▽
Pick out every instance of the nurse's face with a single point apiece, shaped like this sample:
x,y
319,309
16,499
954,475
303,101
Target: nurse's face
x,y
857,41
△
TASK: Line by line, retype the data exactly as written.

WRITTEN REPLY:
Pick out every instance of the nurse's face with a single point apiece, shaped like this sample:
x,y
319,309
16,499
954,475
303,101
Target: nurse's face
x,y
857,41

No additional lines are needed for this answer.